• Exercise instructions: Give a verbatim quotation of every record.

• Source data:
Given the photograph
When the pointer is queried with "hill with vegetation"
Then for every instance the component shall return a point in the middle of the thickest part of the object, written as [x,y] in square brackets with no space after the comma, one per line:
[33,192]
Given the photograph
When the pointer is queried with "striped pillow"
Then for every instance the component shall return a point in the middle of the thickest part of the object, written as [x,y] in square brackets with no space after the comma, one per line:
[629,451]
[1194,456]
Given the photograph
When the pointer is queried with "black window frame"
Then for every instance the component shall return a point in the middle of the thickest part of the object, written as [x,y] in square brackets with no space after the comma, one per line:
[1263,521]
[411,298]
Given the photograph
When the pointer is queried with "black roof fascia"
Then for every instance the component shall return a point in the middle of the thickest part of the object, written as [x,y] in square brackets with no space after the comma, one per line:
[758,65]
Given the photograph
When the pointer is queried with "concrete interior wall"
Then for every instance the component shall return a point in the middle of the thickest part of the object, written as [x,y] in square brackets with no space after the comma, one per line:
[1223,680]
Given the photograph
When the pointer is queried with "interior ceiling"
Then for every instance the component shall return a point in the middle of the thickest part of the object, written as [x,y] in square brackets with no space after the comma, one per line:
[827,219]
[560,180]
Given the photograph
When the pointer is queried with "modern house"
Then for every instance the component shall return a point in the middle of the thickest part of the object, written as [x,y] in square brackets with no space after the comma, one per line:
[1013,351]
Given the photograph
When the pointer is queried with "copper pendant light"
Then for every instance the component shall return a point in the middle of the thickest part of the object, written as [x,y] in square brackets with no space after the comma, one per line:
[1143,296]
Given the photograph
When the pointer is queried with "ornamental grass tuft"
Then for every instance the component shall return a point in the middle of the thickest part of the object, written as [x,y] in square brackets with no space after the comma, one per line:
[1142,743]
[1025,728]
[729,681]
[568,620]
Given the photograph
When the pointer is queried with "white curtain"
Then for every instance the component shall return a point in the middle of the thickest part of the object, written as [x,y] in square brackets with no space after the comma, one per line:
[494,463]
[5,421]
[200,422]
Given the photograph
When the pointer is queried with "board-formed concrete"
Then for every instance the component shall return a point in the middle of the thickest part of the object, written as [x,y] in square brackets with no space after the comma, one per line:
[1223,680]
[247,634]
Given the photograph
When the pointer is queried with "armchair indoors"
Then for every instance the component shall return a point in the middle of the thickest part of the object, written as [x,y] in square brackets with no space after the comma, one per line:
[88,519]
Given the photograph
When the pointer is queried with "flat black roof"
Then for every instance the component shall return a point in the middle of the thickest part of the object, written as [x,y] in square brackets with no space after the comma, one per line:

• Solution below:
Given the photograph
When the pointer is queried with "hill with vegetation"
Then for every instance the component shall return a point in the middle of the thickest part of the object, written as [x,y] in square brackets with no space after the comma, one per line:
[33,192]
Given the photograph
When the pointer is queried with "striped pillow"
Then for every instance the component shall return a point in the middle of the thickest part of the object, written as [x,y] in square brackets with no space after the comma, one per line:
[629,451]
[1194,456]
Given the photograph
When the pointer is queried with "black window frame"
Then for every instance the component shall return a point in the middle of the thickest part of the object, written as [x,y] in square brackets with no space after the comma, one per line:
[1263,521]
[411,298]
Given the photograph
When the pointer is queried with "black roof fascia"
Then for every instance the component shall return a point in the middle of the thickest part of the object, written as [x,y] in square brackets with no space after the comma, one per line:
[758,65]
Given the photograph
When the pointer is queried with "concrete interior wall"
Then for every instance the component shall return a point in the middle of the thickest part of the object, written as [x,y] in square brackets with no space after the comma, one per line:
[1223,680]
Given the photograph
When the pointer is queried with "interior ceiling"
Then for every instance the component shall return a point in the middle of the thickest part of the object, written as [x,y] in square brackets with no space after the comma, one per line:
[827,219]
[560,180]
Given the photograph
When the pointer is queried with "modern house"
Then for every instance the component shall return a point in the middle of the thickest part of the object, written as [x,y] in square brackets with no space after the comma, one per line:
[1013,351]
Given the photograph
When the pointer is queried with "copper pendant light"
Then for every instance the component shall return a point in the middle of the thickest part of the object, written as [x,y] in square brackets with no space after the comma, one per line:
[1143,296]
Given the photograph
When the pointer is queried with "ornamental grass tuft"
Then for every instance the component shall return a point in the middle of the thickest part of the object, written as [x,y] in square brackets with no space after the comma, one per line:
[1142,743]
[1025,728]
[729,681]
[568,620]
Given the photograph
When the pointer is queried with "white curtain"
Then for every instance the component shall return a point in the middle of the thickest part of the object, written as [x,y] in square brackets with no space after the comma, one per line:
[494,463]
[5,421]
[200,422]
Given the photograph
When the pointer is queried with "board-formed concrete"
Then for every instance the component shall return a point in the middle of the thickest part of the object, written as [x,y] in square brackets with no space after the comma, one per line:
[1223,680]
[247,634]
Given the photograph
When the pointer is queried with "armchair indoors"
Then for every instance the component shall return a point in the middle of the thickest part of the object, written as [x,y] in square brackets with no space after the comma, one per line:
[88,519]
Given the photograph
When the pointer is queried with "flat black roof"
Then for every instance the component shall return a point in the middle of the thickest part of the object, written as [x,y] in square brackets with no space after the comma, one per line:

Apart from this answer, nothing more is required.